--- Extract provided ---
2.   Additional Information
     ----------------------

Additional information, including the audited 1995 Financial
Statements and the Summary of Significant Accounting Policies, is
included in the Registrant's Annual Report on Form 10-KSB for the
year ended December 31, 1995 on file with the Securities and
Exchange Commission. 

<PAGE>
Item 2.  Management's Discussion and Analysis or Plan of
- --------------------------------------------------------
         Operation
         ---------

1.   Liquidity and Capital Resources
     -------------------------------

     As of March 31, 1996, the Registrant held cash and cash
equivalents of $259,697.

     The Registrant derives its revenues from a variety of
sources, including customer services, equipment sales, consulting
fees, and from its recycling operations.  The recycling
operations comprised approximately 30% and 60% of the
Registrant's income before provision for income taxes for the
years ended December 31, 1994 and 1995, respectively.  In the
event the Registrant were to operate without revenue derived from
its recycling operations, the Registrant's liquidity would be
significantly decreased but would not materially impair the
Registrant's ability to continue its operations and business.

2.   Results of Operations
     ---------------------

     The Registrant currently manages the recycling operations of
K&R Corporation.  The Registrant reports gross sales derived from
its recycling operations within its computation of total revenue. 
The cost of purchasing recyclable materials is reported as a Cost
of Sales of the Registrant.  The Registrant charges K&R
Corporation a management fee of 80% of income before provision
for income taxes from the recycling operations.  The remaining
20% of income before provision for income taxes is remitted to
K&R Corporation and is reported in the Registrant's financials as
a Selling Expense.

     Income before provisions for income taxes for the three
months ended March 31, 1996 was $393,005, as compared to $270,183
for the comparable period of 1995.  

     Revenues for the three months ended March 31, 1996 was
$7,759,563, as compared to $6,448,492 for the comparable period
of 1995.  
     
     Costs and expenses for the three months ended March 31, 1996
were $7,381,828, as compared to $6,197,506 for the comparable
period of 1995.  
     
     Income (loss) from operations for the three months ended
March 31, 1996 was $377,735, as compared to $250,986 for the
comparable period of 1995.
     
     The increase of net income, revenue and income from
operations of the Registrant is attributable to an increase in
the volume of the recyclable processing operations and an
increase in the leasing of waste disposal and recycling
equipment.  The increase in costs and expenses proportionately
increased as revenue increased.  

     The Registrant does not believe that the impact of inflation
on operations has been material.  The Registrant believes that
any cost increase resulting from periods of high inflation can be
passed through to its customers without negative reactions.

     The Registrant currently maintains a working capital line of
credit with The Mid-America Bank of Louisville and Trust Company
(the "Bank") in the amount of $750,000.  Indebtedness under this
credit facility earns interest at the Bank's prime rate as
promulgated from time to time.  The maturity date under this
credit facility is June 30, 1997.  As of March 31, 1996
approximately $350,000 was outstanding under this credit
facility.

--- Material provided ---

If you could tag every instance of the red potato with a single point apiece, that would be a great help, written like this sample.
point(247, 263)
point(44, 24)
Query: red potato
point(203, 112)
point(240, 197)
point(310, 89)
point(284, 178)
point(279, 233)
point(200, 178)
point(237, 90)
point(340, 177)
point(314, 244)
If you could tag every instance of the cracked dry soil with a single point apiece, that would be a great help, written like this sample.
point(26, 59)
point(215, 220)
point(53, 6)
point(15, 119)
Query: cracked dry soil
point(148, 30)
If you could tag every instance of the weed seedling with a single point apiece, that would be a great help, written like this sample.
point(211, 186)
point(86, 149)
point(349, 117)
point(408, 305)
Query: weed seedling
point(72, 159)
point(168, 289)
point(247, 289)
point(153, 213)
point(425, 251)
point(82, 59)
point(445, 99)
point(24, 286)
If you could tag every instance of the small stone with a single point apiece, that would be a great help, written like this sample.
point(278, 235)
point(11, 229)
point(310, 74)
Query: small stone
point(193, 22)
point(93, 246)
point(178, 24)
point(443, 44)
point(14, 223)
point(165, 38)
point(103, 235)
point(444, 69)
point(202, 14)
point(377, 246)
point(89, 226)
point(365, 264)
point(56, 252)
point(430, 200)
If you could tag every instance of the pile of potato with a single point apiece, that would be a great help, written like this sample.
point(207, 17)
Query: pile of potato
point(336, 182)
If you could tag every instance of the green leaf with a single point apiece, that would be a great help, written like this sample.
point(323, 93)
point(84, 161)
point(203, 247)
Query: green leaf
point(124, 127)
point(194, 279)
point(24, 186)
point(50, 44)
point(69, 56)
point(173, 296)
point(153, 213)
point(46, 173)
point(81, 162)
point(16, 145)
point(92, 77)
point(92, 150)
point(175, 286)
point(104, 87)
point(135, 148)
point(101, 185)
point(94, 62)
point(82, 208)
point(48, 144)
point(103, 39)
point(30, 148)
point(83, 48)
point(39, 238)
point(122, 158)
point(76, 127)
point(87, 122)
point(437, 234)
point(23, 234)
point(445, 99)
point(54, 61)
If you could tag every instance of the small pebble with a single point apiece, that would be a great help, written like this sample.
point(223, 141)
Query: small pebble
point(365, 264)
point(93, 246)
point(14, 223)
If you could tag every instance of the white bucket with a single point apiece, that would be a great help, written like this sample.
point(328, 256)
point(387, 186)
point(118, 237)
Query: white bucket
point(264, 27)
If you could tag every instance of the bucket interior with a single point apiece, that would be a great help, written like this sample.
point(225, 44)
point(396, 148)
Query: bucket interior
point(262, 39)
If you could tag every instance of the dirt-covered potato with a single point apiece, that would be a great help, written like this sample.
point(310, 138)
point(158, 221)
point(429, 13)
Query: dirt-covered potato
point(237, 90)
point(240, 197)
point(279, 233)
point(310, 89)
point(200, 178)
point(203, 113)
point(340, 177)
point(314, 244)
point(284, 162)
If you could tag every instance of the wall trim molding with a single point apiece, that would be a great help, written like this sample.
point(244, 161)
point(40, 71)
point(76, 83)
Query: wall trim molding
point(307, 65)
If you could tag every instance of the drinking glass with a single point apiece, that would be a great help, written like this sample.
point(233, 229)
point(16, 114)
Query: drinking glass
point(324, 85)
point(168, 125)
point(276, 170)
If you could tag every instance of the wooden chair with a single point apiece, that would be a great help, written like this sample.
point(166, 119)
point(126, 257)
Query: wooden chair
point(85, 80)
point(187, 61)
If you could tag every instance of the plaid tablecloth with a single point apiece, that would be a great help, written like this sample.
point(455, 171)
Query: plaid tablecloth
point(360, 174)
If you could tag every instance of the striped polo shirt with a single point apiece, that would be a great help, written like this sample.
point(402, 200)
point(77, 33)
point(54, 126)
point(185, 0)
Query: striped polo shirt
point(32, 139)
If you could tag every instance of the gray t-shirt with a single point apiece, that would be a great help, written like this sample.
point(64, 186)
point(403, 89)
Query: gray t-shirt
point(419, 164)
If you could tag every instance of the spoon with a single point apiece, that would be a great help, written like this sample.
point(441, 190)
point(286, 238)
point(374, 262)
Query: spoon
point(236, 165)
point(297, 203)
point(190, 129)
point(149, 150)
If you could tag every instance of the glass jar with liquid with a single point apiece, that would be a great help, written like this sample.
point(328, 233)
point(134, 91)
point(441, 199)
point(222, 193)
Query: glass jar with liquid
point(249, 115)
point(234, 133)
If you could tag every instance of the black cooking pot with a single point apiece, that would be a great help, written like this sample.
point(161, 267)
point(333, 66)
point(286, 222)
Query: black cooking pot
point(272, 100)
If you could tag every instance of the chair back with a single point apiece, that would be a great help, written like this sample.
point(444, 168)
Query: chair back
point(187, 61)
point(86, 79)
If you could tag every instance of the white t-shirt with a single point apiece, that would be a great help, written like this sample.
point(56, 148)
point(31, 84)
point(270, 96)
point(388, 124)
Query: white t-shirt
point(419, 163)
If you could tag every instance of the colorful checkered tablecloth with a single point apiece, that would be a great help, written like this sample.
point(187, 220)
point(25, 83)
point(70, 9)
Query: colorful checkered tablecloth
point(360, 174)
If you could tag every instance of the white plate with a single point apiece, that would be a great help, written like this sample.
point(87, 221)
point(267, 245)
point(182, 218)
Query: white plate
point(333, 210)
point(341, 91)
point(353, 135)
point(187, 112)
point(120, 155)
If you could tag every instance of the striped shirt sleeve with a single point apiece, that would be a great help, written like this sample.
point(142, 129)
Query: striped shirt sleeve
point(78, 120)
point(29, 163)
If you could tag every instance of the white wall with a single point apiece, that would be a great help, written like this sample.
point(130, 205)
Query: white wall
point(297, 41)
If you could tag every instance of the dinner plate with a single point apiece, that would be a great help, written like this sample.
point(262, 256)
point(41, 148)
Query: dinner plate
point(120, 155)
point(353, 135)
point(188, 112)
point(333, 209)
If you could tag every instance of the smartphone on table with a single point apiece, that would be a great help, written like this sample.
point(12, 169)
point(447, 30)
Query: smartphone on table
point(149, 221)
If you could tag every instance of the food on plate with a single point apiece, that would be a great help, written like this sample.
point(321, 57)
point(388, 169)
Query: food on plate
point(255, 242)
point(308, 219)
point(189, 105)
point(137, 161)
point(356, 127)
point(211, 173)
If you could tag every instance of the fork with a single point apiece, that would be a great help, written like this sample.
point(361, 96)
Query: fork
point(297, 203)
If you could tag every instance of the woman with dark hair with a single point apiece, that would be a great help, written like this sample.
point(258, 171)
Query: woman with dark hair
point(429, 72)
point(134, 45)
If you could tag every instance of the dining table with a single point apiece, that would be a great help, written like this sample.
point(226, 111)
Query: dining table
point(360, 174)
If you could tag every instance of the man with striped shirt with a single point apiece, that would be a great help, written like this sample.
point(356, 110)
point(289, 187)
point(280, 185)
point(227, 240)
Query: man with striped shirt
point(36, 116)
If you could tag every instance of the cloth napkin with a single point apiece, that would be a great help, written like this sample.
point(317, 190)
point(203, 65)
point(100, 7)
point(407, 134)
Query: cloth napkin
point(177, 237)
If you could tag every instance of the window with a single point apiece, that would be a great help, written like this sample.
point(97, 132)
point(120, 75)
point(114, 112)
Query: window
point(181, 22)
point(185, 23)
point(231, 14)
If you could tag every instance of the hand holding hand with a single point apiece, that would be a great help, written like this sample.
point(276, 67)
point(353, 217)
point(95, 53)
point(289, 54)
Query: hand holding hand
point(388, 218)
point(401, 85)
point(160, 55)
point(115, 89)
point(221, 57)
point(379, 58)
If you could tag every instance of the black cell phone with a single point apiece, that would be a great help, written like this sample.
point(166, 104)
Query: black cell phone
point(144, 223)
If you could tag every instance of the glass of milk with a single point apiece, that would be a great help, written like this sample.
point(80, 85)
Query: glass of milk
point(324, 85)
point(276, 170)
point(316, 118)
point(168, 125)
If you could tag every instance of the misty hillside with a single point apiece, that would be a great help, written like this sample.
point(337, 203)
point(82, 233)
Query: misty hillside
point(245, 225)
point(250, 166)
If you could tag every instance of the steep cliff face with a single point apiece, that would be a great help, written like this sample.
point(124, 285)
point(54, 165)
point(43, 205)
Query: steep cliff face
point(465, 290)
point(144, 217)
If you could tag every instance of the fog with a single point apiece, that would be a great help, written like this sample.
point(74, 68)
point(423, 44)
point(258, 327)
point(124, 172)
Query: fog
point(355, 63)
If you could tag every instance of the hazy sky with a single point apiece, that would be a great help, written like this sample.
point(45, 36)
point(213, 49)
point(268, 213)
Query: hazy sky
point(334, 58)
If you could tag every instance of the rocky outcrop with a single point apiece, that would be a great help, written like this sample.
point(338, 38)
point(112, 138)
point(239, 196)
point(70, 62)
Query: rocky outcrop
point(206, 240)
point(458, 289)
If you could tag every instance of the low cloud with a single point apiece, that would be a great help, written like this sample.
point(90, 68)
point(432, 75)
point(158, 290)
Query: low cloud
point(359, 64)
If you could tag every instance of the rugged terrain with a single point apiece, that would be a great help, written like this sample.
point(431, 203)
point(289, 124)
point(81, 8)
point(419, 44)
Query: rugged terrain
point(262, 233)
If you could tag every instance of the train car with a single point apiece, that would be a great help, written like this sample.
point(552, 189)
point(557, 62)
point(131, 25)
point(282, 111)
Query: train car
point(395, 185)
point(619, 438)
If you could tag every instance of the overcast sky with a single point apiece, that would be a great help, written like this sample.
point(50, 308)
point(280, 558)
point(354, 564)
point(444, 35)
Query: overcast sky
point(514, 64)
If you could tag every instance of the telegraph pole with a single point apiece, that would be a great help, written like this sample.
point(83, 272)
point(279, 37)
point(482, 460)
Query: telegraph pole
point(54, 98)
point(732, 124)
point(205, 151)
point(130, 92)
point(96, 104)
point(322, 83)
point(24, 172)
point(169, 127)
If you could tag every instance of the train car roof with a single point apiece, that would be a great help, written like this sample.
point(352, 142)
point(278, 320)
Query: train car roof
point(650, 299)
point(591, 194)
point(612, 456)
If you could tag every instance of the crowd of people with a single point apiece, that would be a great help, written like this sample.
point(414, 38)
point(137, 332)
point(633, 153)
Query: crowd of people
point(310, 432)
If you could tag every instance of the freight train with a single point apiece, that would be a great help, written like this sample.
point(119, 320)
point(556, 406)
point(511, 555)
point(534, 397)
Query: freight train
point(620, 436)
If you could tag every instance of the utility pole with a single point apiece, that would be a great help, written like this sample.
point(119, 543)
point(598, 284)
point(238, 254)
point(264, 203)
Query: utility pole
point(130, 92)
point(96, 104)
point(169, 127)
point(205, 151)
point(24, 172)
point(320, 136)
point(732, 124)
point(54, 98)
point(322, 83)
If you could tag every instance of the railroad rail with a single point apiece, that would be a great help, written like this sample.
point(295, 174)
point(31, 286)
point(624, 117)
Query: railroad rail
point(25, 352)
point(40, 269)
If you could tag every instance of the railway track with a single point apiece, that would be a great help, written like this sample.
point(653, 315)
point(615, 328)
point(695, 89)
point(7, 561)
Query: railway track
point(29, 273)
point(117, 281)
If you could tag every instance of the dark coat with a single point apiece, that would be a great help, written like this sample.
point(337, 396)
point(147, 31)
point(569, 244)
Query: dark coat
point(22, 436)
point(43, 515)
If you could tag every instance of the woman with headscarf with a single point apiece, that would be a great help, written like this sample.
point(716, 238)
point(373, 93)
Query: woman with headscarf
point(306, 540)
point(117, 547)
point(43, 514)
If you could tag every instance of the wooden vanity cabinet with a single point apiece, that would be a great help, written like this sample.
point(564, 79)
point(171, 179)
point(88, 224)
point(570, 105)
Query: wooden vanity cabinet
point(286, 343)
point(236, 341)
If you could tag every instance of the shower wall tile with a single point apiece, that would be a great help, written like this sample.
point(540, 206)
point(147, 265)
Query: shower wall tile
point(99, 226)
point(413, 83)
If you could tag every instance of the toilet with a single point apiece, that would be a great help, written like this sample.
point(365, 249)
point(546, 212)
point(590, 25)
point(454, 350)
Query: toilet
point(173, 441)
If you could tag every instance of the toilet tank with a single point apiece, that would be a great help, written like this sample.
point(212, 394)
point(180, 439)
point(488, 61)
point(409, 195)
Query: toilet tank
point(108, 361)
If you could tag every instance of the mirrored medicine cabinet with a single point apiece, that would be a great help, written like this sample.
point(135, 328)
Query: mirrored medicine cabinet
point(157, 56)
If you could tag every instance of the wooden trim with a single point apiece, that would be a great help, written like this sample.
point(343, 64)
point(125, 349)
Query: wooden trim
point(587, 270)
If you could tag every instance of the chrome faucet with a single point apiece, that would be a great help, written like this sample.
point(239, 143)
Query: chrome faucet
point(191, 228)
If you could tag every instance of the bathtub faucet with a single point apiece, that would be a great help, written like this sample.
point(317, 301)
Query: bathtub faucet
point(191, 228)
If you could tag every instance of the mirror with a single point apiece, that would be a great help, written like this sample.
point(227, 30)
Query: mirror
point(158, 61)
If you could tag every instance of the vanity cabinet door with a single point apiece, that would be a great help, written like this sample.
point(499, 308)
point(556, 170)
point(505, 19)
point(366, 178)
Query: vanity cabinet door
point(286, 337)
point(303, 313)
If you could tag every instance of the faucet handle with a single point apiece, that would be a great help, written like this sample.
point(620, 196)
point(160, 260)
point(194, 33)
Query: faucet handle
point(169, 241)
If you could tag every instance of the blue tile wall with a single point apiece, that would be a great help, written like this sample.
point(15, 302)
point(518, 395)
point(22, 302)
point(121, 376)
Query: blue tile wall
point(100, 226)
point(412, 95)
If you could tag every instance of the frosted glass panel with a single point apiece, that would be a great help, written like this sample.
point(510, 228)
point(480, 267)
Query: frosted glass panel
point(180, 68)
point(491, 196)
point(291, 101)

--- The tasks ---
• 1. Please quote the filing excerpt starting at "The cost of" and ending at "the comparable period of 1995.".
• 2. According to the filing excerpt, how large is the Registrant's working capital line of credit with the Bank?
• 3. Condense the paragraph of the filing excerpt that begins "The Registrant currently manages the recycling operations" into a shorter version that keeps its main facts.
The rows are separate material from the filing excerpt.

--- Exercise answers ---
• 1.
The cost of purchasing recyclable materials is reported as a Cost
of Sales of the Registrant.  The Registrant charges K&R
Corporation a management fee of 80% of income before provision
for income taxes from the recycling operations.  The remaining
20% of income before provision for income taxes is remitted to
K&R Corporation and is reported in the Registrant's financials as
a Selling Expense.

     Income before provisions for income taxes for the three
months ended March 31, 1996 was $393,005, as compared to $270,183
for the comparable period of 1995.

• 2. $750,000.

• 3. The Registrant manages K&R Corporation's recycling operations. It includes gross sales from recycling in total revenue and records the cost of buying recyclable materials as Cost of Sales. It charges K&R Corporation a management fee of 80% of the recycling operations' income before income taxes. The remaining 20% goes to K&R Corporation and is reported as a Selling Expense.